- [STUDY TEXT]

'''

The River City Rivalry is the name given to the Cincinnati–Pittsburgh football rivalry. It was an annual game played between former Big East rivals University of Pittsburgh and University of Cincinnati. The rivalry itself was relatively brief, played annually from 2005, during which season the rivalry trophy was introduced. Before the rivalry was titled, the two teams played each other in 1921, 1922, 1979, and 1981. The rivalry went on hiatus, like many others throughout the country, in the aftermath of the 2010–14 NCAA conference realignment, which left the programs in separate leagues.  However, the two teams are scheduled to meet in a home-and-home series for the 2023 and 2024 seasons. It will be Cincinnati's debut season in the Big 12  resulting in a defacto ACC/Big 12 showdown.

Paddlewheel Trophy
The Paddlewheel Trophy is the rivalry trophy that was created in 2005 when the Bearcats joined the Big East Conference to which the Pittsburgh Panthers already belonged. Prior to 2005, the teams had met previously on only four prior occasions, most recently in 1981. However, the teams decided to create a trophy that would help their new conference rivalry grow and reflect the sports rivalry that already existed between the cities' professional football and baseball teams. The trophy is designed and named in honor the historic link between the cities from the days in the 19th and early-20th centuries when Paddle wheel-powered boats traveled between the two cities along the Ohio River. The trophy stands  tall and weighs . Mounted on the base is an authentic brass, engine-room telegraph that is a working model that was set for use on a ship in Seattle, Washington. The face of the trophy's telegraph was redesigned with logos from both teams on either side that can light up. The lever can be pulled to the side of the school who has won which also causes the ringing of bells. The front includes a steel plate featuring a carved outline of Allegheny, Monongahela Rivers and Ohio River as it runs from Pittsburgh to Cincinnati. The  base is made out of Ipê wood. The trophy was designed by the architectural firm of Robert Busch and Karl Wallick, the steel plate was manufactured by Vulkane of Cincinnati, and the remaining trophy was manufactured by Trophy Awards Manufacturing.  Over 175 man-hours of design and labor went into its construction.

'''

- [DATASET EXTRACT]

'''

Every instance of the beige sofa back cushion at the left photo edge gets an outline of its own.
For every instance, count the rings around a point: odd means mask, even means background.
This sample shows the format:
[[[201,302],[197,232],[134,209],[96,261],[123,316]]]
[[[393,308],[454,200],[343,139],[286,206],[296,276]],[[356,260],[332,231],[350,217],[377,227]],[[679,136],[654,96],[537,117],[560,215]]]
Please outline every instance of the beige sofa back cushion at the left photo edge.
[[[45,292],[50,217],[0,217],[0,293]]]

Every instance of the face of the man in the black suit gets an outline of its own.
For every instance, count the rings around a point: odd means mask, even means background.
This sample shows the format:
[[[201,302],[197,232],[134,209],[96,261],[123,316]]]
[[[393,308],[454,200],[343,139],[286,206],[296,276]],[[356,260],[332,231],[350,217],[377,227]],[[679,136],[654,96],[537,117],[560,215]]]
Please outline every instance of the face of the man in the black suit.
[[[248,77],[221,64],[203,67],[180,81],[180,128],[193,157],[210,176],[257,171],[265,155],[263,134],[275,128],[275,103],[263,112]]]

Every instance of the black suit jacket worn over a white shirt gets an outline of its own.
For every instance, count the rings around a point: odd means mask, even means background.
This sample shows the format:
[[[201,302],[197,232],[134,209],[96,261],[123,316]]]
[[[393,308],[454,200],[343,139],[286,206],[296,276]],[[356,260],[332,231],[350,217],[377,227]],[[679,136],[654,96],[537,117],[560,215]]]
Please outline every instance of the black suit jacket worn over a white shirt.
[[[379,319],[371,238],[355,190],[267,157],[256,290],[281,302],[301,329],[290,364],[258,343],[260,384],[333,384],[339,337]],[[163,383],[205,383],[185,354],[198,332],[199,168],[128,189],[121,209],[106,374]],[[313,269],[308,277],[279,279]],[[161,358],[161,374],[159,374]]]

'''
'''

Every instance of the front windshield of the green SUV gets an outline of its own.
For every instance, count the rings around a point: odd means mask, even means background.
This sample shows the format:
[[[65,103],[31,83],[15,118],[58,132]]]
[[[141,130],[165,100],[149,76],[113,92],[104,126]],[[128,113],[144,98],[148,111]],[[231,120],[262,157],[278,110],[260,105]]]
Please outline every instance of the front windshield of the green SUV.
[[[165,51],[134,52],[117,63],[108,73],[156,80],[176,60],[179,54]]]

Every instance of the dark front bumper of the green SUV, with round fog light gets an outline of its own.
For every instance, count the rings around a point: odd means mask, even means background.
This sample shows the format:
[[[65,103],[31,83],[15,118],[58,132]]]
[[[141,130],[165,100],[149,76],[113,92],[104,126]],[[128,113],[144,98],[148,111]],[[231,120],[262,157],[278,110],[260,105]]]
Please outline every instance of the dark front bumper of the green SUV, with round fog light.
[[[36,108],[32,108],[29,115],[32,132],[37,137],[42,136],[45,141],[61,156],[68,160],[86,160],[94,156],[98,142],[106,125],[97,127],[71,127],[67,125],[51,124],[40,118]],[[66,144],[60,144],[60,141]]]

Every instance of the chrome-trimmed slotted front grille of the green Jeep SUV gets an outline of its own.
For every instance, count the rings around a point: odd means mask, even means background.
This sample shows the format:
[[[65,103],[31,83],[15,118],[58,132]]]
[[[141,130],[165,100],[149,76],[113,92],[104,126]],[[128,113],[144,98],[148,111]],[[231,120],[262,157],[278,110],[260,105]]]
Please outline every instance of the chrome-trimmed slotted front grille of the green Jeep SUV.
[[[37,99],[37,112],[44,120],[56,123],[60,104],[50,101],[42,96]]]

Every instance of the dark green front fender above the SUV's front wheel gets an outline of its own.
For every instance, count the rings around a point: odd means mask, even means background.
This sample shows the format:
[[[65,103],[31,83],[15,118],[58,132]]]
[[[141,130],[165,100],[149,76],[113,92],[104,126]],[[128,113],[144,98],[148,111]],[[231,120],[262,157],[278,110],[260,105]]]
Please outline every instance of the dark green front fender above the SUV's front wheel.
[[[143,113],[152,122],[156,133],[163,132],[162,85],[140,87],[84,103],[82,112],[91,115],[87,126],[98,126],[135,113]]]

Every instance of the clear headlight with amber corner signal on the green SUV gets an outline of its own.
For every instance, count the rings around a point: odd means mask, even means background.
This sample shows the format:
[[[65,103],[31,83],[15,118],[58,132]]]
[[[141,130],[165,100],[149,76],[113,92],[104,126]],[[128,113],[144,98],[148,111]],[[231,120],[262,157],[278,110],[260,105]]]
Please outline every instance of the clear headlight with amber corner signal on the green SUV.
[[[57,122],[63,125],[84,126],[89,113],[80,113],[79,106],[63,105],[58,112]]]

'''

- [TASK ITEM A] In the text on the Cincinnati–Pittsburgh football rivalry, what wood is the Paddlewheel Trophy's base made of?
- [TASK ITEM B] Extend the text on the Cincinnati–Pittsburgh football rivalry, picking up after its final sentence.

- [EXPECTED OUTPUT A] Ipê wood.

- [EXPECTED OUTPUT B]
History
Cincinnati and Pittsburgh have been historic rivals in many facets, first as economic centers along the Ohio River as mass migration in the United States headed westward. Within the sports world, the Cincinnati Reds and Pittsburgh Pirates have maintained a heated rivalry at times, frequently facing off in the MLB playoffs during the 1970s. In the NFL, the Cincinnati Bengals and Pittsburgh Steelers have been division rivals and have had a fiery rivalry since their first game. 

When Cincinnati joined the Big East in 2005 the theoretical rivalry with Pittsburgh was pounced upon. Assisted in this was the comparative talent between the two programs during this time, which came to a peak in what was essentially the Big East Championship Game when the teams met in 2009.

Notable Games
October 20, 2007: The No. 23 Bearcats entered the matchup at 6–1 fresh off a tough loss to Louisville. The Panthers' run game was tenacious with two players rushing for over 100 yards and Cincinnati QB Ben Mauk's 3 turnovers in the 4th quarter leading to a second straight loss and drop out of the rankings for the Bearcats.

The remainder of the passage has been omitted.